# Bildrotation



## zwecke (18. Apr 2009)

Ich habe mit Java bislang so gut wie noch nix zu tun gehabt ausser den ein ider anderen Code zu kopieren und ein paar Variablen zu ändern.Jetzt stehe ich aber vor folgendem Problem.Ich möchte so eine Art Bilderrotation-wovon es ja Unmengen im Netz gibt.Jedoch sind die alle nur so änderbar das man die Rotationszeit in Millisekunden erhöhen oder verringern kann.Hier mal ein so ein Script:
[HIGHLIGHT=JavaScript]var b = new Array();

b[0] = new Image(); 
b[0].src = "http://www.s232214187.online.de/images/titel.gif";

b[1] = new Image(); 
b[1].src = "http://www.s232214187.online.de/images/titel1.gif";

b[2] = new Image(); 
b[2].src = "http://www.s232214187.online.de/images/titel2.gif";

b[3] = new Image(); 
b[3].src = "http://www.s232214187.online.de/images/titel3.gif";

var n = 3; // hier steht die Anzahl der Bilder minus 1
var i = -1;
var qt = 500;   // Bilderwechsel in Millisekunden
var f = 0;
var z = document.images.length - 1;

function GG()
{
i ++;
if(i > n) i = 0;
document.images[z].src = b_.src;
}

function delay()

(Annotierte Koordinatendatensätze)

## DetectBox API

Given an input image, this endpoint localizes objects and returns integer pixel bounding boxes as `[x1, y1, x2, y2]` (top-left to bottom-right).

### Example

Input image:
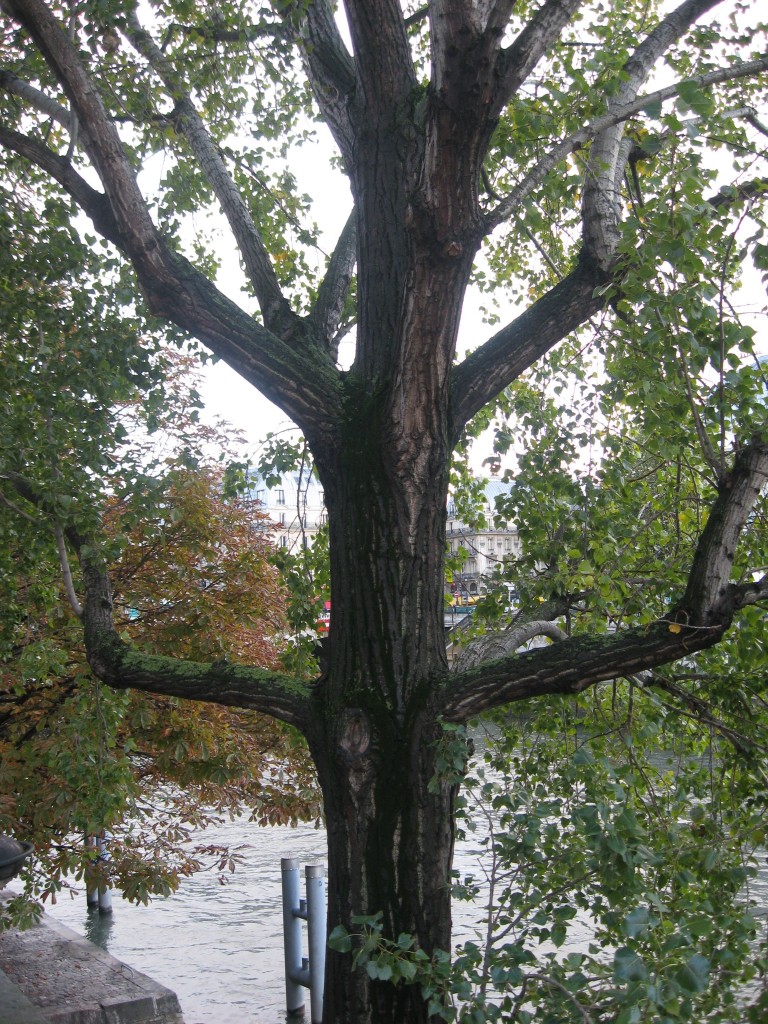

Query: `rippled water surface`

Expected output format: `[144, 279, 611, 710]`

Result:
[48, 821, 326, 1024]
[48, 821, 768, 1024]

PFLICHTAUFGABEN >>
a – Auf welchen Wert wird die Variable qt im Skript des Beitrags zur Bildrotation gesetzt?
b – Führe den Beitrag zur Bildrotation im Anschluss an seine letzte Zeile weiter.
Die Auflistung spielt hierfür keine Rolle.

ANTWORTEN ZUR ÜBUNG >>
a – Auf 500, also einen Bildwechsel alle 500 Millisekunden.

b –
{
if(f == 0) GG();
window.setTimeout("delay()",qt);
}

delay();[/HIGHLIGHT]
Ist es möglich solch ein Script so umzuschreiben das man die Banner zu einer bestimmten Zeit( Bild 1 von 8-12,Bild 2 von 12-16 usw.) rotieren lassen kann?Wenn das nicht geht wär es vielleicht möglich die Zeiten in Minuten anstatt in Millisekunden einzustellen?Würde mir auch schon ungemein weiter helfen.Für Hilfe wär ich unheimlich dankbar.
LG_


----------



## hdi (18. Apr 2009)

Kann es sein dass du von JavaScript redest? Das hat *nichts* mit Java zu tun, völlig falsches Forum :bahnhof:


----------



## faetzminator (18. Apr 2009)

Mal abgesehen davon, dass du von JS und nicht von Java sprichst...



zwecke hat gesagt.:


> Wenn das nicht geht wär es vielleicht möglich die Zeiten in Minuten anstatt in Millisekunden einzustellen?Würde mir auch schon ungemein weiter helfen.Für Hilfe wär ich unheimlich dankbar.


Du wirst wohl selber min in ms umrechnen können?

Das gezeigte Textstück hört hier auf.